### Exercise
Please copy out all of the material below line for line, with no change to any word, number, or mark.

### Recorded data

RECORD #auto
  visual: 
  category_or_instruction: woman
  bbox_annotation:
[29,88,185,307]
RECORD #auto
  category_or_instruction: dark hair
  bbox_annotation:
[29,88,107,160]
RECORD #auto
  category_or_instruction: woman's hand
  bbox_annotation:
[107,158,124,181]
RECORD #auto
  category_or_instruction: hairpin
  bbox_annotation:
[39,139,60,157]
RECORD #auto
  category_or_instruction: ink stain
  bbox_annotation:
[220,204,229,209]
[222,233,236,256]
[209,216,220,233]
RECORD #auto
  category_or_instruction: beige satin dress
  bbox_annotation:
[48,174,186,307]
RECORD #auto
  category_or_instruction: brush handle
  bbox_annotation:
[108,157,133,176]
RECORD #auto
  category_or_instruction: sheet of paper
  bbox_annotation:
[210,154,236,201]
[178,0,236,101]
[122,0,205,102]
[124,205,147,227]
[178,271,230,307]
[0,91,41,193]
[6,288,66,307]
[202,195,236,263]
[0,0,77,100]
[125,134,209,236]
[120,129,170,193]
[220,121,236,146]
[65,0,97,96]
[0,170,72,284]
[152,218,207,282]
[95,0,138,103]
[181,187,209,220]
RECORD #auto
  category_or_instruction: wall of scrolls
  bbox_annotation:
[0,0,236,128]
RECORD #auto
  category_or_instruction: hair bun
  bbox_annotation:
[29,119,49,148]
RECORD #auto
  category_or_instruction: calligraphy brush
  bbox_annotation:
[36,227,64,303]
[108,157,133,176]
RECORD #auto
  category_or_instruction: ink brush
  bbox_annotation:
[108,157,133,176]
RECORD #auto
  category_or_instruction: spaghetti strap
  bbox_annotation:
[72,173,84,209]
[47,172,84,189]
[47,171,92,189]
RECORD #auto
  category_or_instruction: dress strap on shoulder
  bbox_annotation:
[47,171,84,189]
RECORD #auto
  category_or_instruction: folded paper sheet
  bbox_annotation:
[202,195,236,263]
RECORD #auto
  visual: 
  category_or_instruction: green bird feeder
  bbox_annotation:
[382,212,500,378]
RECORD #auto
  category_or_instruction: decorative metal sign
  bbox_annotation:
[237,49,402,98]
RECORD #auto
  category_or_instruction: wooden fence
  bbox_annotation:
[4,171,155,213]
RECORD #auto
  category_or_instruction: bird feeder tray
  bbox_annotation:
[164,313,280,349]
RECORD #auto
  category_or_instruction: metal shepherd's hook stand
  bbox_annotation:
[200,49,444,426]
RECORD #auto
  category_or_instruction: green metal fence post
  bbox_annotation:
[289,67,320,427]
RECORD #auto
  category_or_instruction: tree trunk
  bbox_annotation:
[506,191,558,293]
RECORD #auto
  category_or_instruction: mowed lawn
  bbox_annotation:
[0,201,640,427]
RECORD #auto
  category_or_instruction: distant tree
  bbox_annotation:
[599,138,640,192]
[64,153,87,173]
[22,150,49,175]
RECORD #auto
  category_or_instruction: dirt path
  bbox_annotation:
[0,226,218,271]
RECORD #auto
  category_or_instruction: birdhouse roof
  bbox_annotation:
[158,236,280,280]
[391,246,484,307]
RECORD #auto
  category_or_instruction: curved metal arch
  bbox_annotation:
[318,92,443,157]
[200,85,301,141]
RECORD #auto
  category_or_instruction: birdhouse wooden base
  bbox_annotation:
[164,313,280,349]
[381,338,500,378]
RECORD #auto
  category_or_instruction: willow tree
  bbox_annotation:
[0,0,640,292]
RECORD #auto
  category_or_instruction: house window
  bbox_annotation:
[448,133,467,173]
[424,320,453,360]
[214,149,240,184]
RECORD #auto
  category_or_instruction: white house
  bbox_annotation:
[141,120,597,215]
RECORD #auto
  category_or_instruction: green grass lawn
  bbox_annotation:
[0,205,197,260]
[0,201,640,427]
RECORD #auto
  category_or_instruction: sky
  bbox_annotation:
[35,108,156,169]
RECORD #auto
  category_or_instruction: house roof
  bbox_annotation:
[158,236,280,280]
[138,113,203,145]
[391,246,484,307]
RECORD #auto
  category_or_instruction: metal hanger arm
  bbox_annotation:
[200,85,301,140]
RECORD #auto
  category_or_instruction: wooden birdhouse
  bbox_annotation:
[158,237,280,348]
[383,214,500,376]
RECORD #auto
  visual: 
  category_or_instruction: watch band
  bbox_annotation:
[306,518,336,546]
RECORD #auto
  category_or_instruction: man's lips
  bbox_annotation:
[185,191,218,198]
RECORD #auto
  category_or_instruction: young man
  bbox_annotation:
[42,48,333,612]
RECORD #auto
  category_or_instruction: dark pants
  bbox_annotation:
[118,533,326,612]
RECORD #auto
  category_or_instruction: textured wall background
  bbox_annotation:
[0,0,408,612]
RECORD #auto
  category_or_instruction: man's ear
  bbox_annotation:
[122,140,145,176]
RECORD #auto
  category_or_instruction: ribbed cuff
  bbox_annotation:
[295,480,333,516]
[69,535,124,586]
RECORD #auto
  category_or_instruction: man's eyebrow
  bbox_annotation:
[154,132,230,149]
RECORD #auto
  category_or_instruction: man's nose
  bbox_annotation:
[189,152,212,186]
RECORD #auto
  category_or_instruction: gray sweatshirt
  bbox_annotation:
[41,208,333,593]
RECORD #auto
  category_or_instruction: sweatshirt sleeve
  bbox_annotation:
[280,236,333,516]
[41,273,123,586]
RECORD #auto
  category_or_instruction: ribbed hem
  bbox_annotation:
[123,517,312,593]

### Finished task
RECORD #auto
  visual: 
  category_or_instruction: woman
  bbox_annotation:
[29,88,185,307]
RECORD #auto
  category_or_instruction: dark hair
  bbox_annotation:
[29,88,107,160]
RECORD #auto
  category_or_instruction: woman's hand
  bbox_annotation:
[107,158,124,181]
RECORD #auto
  category_or_instruction: hairpin
  bbox_annotation:
[39,139,60,157]
RECORD #auto
  category_or_instruction: ink stain
  bbox_annotation:
[220,204,229,209]
[222,233,236,256]
[209,216,220,233]
RECORD #auto
  category_or_instruction: beige satin dress
  bbox_annotation:
[48,174,186,307]
RECORD #auto
  category_or_instruction: brush handle
  bbox_annotation:
[108,157,133,176]
RECORD #auto
  category_or_instruction: sheet of paper
  bbox_annotation:
[210,154,236,201]
[178,0,236,101]
[122,0,205,102]
[124,205,147,227]
[178,271,230,307]
[0,91,41,193]
[6,288,66,307]
[202,195,236,263]
[0,0,77,100]
[125,134,209,236]
[120,129,170,193]
[220,121,236,146]
[65,0,97,96]
[0,170,72,284]
[152,218,207,282]
[95,0,138,103]
[181,187,209,220]
RECORD #auto
  category_or_instruction: wall of scrolls
  bbox_annotation:
[0,0,236,128]
RECORD #auto
  category_or_instruction: hair bun
  bbox_annotation:
[29,119,49,148]
RECORD #auto
  category_or_instruction: calligraphy brush
  bbox_annotation:
[36,227,64,303]
[108,157,133,176]
RECORD #auto
  category_or_instruction: ink brush
  bbox_annotation:
[108,157,133,176]
RECORD #auto
  category_or_instruction: spaghetti strap
  bbox_annotation:
[72,173,84,209]
[47,172,84,189]
[47,171,92,189]
RECORD #auto
  category_or_instruction: dress strap on shoulder
  bbox_annotation:
[47,171,84,189]
RECORD #auto
  category_or_instruction: folded paper sheet
  bbox_annotation:
[202,195,236,263]
RECORD #auto
  visual: 
  category_or_instruction: green bird feeder
  bbox_annotation:
[382,212,500,378]
RECORD #auto
  category_or_instruction: decorative metal sign
  bbox_annotation:
[237,49,402,98]
RECORD #auto
  category_or_instruction: wooden fence
  bbox_annotation:
[4,171,155,213]
RECORD #auto
  category_or_instruction: bird feeder tray
  bbox_annotation:
[164,313,280,349]
RECORD #auto
  category_or_instruction: metal shepherd's hook stand
  bbox_annotation:
[200,49,444,426]
RECORD #auto
  category_or_instruction: green metal fence post
  bbox_annotation:
[289,67,320,427]
RECORD #auto
  category_or_instruction: tree trunk
  bbox_annotation:
[506,191,558,293]
RECORD #auto
  category_or_instruction: mowed lawn
  bbox_annotation:
[0,201,640,427]
RECORD #auto
  category_or_instruction: distant tree
  bbox_annotation:
[599,138,640,192]
[64,153,87,173]
[22,150,49,175]
RECORD #auto
  category_or_instruction: dirt path
  bbox_annotation:
[0,226,218,271]
RECORD #auto
  category_or_instruction: birdhouse roof
  bbox_annotation:
[158,236,280,280]
[391,246,484,307]
RECORD #auto
  category_or_instruction: curved metal arch
  bbox_annotation:
[318,92,443,157]
[200,85,301,141]
RECORD #auto
  category_or_instruction: birdhouse wooden base
  bbox_annotation:
[164,313,280,349]
[381,338,500,378]
RECORD #auto
  category_or_instruction: willow tree
  bbox_annotation:
[0,0,640,292]
RECORD #auto
  category_or_instruction: house window
  bbox_annotation:
[448,133,467,173]
[424,320,453,360]
[214,149,240,184]
RECORD #auto
  category_or_instruction: white house
  bbox_annotation:
[141,120,597,215]
RECORD #auto
  category_or_instruction: green grass lawn
  bbox_annotation:
[0,205,197,260]
[0,201,640,427]
RECORD #auto
  category_or_instruction: sky
  bbox_annotation:
[35,108,156,169]
RECORD #auto
  category_or_instruction: house roof
  bbox_annotation:
[158,236,280,280]
[138,113,203,145]
[391,246,484,307]
RECORD #auto
  category_or_instruction: metal hanger arm
  bbox_annotation:
[200,85,301,140]
RECORD #auto
  category_or_instruction: wooden birdhouse
  bbox_annotation:
[158,237,280,348]
[383,214,500,376]
RECORD #auto
  visual: 
  category_or_instruction: watch band
  bbox_annotation:
[306,518,336,546]
RECORD #auto
  category_or_instruction: man's lips
  bbox_annotation:
[185,191,218,198]
RECORD #auto
  category_or_instruction: young man
  bbox_annotation:
[42,48,333,612]
RECORD #auto
  category_or_instruction: dark pants
  bbox_annotation:
[118,533,326,612]
RECORD #auto
  category_or_instruction: textured wall background
  bbox_annotation:
[0,0,408,612]
RECORD #auto
  category_or_instruction: man's ear
  bbox_annotation:
[122,140,145,176]
RECORD #auto
  category_or_instruction: ribbed cuff
  bbox_annotation:
[295,480,333,516]
[69,535,124,586]
RECORD #auto
  category_or_instruction: man's eyebrow
  bbox_annotation:
[154,132,230,149]
RECORD #auto
  category_or_instruction: man's nose
  bbox_annotation:
[189,152,212,186]
RECORD #auto
  category_or_instruction: gray sweatshirt
  bbox_annotation:
[41,208,333,593]
RECORD #auto
  category_or_instruction: sweatshirt sleeve
  bbox_annotation:
[280,236,333,516]
[41,273,123,586]
RECORD #auto
  category_or_instruction: ribbed hem
  bbox_annotation:
[123,517,312,593]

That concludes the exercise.